::: ФРАГМЕНТ ДОКУМЕНТА

А когда Ракоши приезжал в СССР, то в число моих обязанностей как сотрудника Отдела входило и обслуживание важного гостя во время пребывания на советской земле: я, как говорили у нас в Отделе, был «на подхвате». В соответствии с протоколом, официальные встречи и проводы первого человека венгерского государства на вокзалах и аэропортах проводились пышно, а переезды, как и положено, с большим эскортом машин. А если делегация была партийно-правительственная, то и с почетным караулом, марширующим под оркестр.
На переговорах
— Привет с того света, — грустно констатировал Ракоши. — Он был хорошим человеком. И чего его — старого, больного — Сталин уничтожил буквально перед собственной смертью?
Если же чета Ракоши уезжала в санаторий на юг, я также сопровождал их и в течение нескольких дней вводил главного врача санатория в круг возможных «курортных» интересов генсека. Супруги ездили не только по южным курортам Союза, чаще они бывали в Барвихе — самом фешенебельном санатории на западе Подмосковья, в бывшем замке баронессы Мейендорф (Meyendorff). Видимо, в плане воспоминаний это было для них и приятное место: здесь они по-настоящему близко познакомились, после того как в 1940 году Феодора Федоровна Корнилова (Феня — так ее звали близкие) впервые увидела Ракоши на пограничной станции Негорелое. Она была в то время руководителем профсоюзного комитета работников юстиции и председателем Советского комитета по освобождению Ракоши. Феня встретила Матьяша после его 15-летнего тюремного заключения и отвезла из Негорелого на лечение в Барвиху. Вскоре, в 1942 году, она стала его женой.

::::::
::: ВХОДНЫЕ ДАННЫЕ

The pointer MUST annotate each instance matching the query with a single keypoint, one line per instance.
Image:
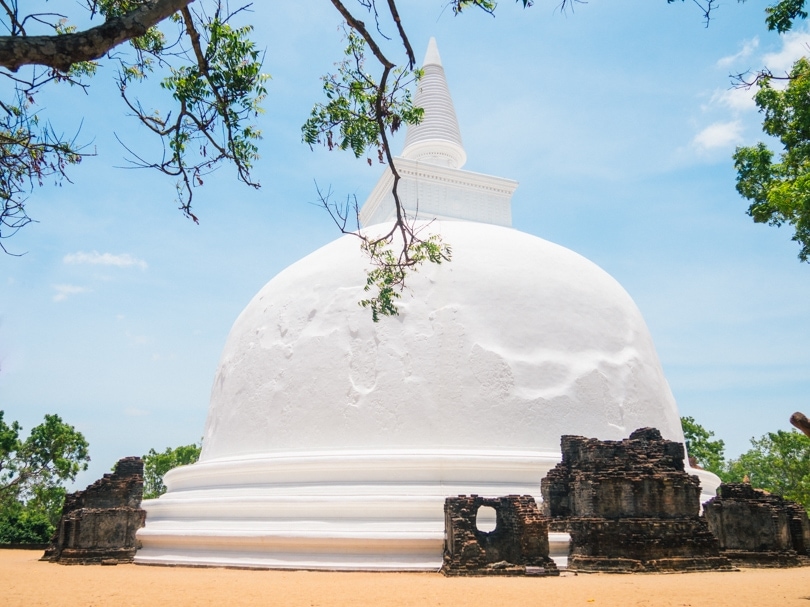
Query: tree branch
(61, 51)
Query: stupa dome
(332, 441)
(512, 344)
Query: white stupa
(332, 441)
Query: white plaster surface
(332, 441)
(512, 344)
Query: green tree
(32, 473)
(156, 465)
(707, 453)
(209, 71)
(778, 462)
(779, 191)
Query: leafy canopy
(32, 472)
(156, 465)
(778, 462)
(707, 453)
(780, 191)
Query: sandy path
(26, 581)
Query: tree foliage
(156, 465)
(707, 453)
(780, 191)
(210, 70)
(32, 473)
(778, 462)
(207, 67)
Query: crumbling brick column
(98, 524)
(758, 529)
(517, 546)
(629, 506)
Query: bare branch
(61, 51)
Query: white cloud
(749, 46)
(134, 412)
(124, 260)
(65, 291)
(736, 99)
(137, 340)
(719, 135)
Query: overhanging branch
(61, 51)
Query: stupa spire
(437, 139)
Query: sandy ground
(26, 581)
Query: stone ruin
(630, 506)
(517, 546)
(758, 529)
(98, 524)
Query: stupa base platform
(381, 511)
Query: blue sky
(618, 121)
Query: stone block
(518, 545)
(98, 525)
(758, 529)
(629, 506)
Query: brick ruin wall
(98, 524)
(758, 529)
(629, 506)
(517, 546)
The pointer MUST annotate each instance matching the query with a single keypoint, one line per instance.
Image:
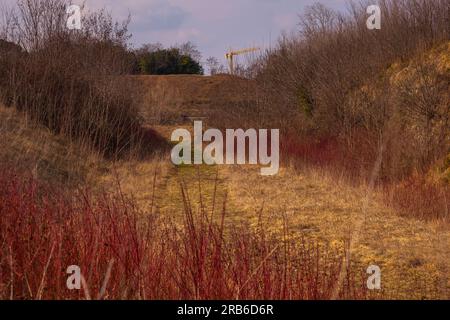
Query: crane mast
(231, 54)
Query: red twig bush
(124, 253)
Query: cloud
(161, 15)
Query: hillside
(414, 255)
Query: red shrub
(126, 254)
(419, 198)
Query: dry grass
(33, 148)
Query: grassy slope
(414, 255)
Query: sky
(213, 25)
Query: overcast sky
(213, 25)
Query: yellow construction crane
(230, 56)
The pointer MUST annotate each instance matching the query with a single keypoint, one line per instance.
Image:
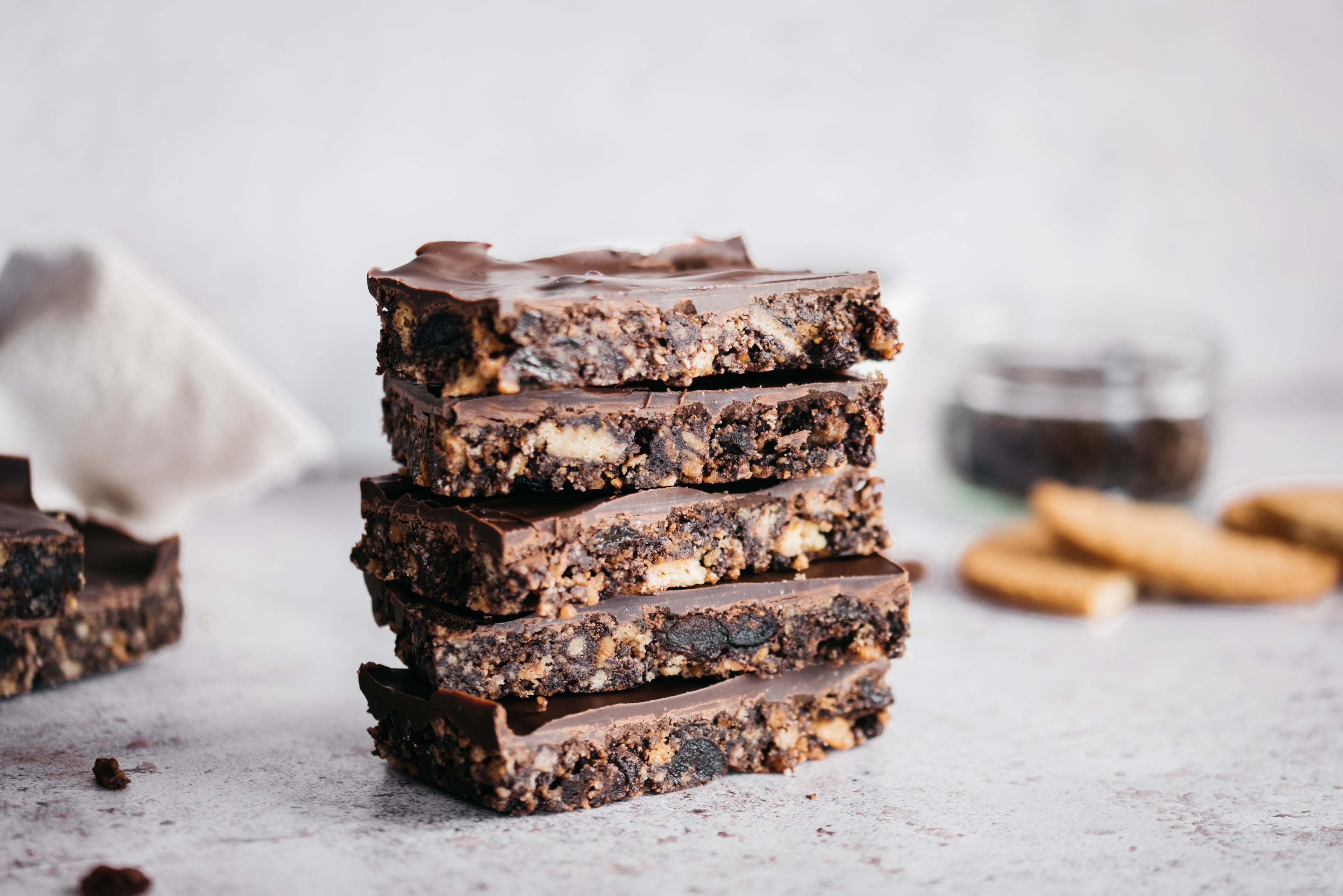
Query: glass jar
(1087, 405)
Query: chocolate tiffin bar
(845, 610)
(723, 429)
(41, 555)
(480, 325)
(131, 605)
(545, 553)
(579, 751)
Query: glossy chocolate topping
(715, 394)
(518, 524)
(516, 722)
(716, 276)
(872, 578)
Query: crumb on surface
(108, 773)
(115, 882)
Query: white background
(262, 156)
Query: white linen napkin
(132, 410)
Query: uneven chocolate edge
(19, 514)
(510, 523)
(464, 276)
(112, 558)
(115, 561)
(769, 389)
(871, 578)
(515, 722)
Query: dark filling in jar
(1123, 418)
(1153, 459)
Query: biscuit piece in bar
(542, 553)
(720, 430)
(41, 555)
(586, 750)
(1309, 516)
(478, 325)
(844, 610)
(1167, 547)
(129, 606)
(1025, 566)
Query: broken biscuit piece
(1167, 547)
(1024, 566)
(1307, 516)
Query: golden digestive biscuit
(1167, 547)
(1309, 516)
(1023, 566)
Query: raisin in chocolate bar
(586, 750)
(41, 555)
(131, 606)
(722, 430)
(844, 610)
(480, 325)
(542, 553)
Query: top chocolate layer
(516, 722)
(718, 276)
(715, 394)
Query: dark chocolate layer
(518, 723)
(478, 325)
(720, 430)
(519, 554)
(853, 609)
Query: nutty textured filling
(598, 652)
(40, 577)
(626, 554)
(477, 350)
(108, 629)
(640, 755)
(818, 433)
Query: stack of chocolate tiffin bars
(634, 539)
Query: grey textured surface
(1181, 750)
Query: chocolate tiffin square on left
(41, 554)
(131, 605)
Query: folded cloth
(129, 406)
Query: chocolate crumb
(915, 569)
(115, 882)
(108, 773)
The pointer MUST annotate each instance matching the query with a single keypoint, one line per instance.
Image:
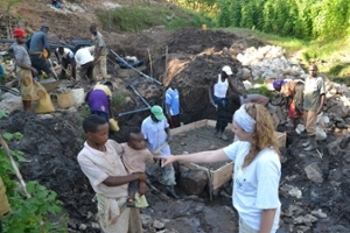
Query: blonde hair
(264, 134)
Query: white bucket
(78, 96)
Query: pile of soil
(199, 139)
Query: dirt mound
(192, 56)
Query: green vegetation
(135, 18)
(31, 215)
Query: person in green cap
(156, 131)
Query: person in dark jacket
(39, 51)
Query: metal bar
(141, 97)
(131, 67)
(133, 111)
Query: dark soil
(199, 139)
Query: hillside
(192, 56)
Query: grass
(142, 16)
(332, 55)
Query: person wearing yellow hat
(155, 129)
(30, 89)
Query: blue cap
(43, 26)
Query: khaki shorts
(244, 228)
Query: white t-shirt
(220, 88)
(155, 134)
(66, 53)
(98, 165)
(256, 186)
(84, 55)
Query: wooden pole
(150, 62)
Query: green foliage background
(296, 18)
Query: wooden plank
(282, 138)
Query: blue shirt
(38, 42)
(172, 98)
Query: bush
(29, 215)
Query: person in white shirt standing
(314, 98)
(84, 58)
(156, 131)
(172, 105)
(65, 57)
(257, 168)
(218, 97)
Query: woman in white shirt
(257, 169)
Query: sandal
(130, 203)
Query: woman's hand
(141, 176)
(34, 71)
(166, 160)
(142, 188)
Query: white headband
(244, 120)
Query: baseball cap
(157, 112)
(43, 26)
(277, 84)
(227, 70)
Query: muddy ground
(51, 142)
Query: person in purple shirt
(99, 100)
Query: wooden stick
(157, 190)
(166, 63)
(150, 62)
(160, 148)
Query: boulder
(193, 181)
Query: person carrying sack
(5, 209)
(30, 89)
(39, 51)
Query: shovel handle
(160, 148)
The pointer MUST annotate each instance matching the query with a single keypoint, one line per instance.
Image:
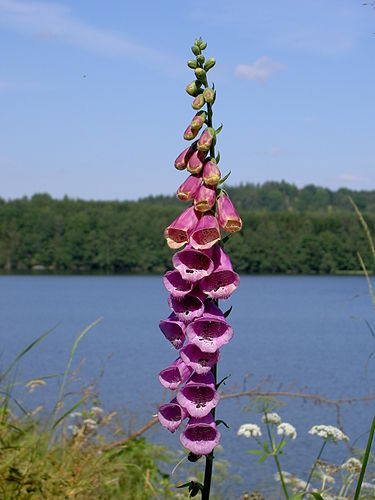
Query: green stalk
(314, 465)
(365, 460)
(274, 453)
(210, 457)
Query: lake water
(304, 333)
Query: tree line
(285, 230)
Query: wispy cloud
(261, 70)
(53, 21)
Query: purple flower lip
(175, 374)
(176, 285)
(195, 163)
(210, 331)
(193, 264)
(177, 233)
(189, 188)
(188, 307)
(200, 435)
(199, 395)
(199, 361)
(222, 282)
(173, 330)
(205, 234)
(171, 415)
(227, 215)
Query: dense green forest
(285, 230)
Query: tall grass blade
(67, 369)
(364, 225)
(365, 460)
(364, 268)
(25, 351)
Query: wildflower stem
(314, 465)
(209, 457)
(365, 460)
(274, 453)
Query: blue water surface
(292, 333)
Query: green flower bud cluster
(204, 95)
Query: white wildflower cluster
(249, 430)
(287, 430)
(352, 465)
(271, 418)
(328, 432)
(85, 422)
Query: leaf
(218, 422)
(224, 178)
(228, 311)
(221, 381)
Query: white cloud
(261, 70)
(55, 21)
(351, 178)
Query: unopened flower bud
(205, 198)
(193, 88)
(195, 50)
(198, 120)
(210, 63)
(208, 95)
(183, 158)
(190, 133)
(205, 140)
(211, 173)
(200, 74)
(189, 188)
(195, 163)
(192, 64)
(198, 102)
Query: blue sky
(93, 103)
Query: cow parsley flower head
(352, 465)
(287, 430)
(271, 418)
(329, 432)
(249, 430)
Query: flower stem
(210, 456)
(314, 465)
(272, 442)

::::::

РАБОЧЕЕ ЗАДАНИЕ 1
Воспроизведите дословно часть фрагмента о Ракоши, которая начинается словами «А когда Ракоши» и заканчивается словами «марширующим под оркестр.».
РАБОЧЕЕ ЗАДАНИЕ 2
Перечислите всех людей, которые названы во фрагменте о Ракоши по имени или фамилии.
РАБОЧЕЕ ЗАДАНИЕ 3
Пожалуйста, определите, согласуются ли с фрагментом о Ракоши следующие утверждения: (а) Феня впервые увидела Ракоши в 1940 году на станции Негорелое; (б) Корнилова стала женой Ракоши в 1945 году; (в) санаторий Барвиха находится на востоке Подмосковья. На каждое ответьте «да» или «нет» и приведите решающие слова фрагмента.

ПИСЬМЕННЫЙ ОТВЕТ 1
А когда Ракоши приезжал в СССР, то в число моих обязанностей как сотрудника Отдела входило и обслуживание важного гостя во время пребывания на советской земле: я, как говорили у нас в Отделе, был «на подхвате». В соответствии с протоколом, официальные встречи и проводы первого человека венгерского государства на вокзалах и аэропортах проводились пышно, а переезды, как и положено, с большим эскортом машин. А если делегация была партийно-правительственная, то и с почетным караулом, марширующим под оркестр.

ПИСЬМЕННЫЙ ОТВЕТ 2
Матьяш Ракоши; Сталин; баронесса Мейендорф (Meyendorff); Феодора Федоровна Корнилова (Феня).

ПИСЬМЕННЫЙ ОТВЕТ 3
(а) Да: «в 1940 году Феодора Федоровна Корнилова (Феня — так ее звали близкие) впервые увидела Ракоши на пограничной станции Негорелое».
(б) Нет: «Вскоре, в 1942 году, она стала его женой».
(в) Нет: «самом фешенебельном санатории на западе Подмосковья».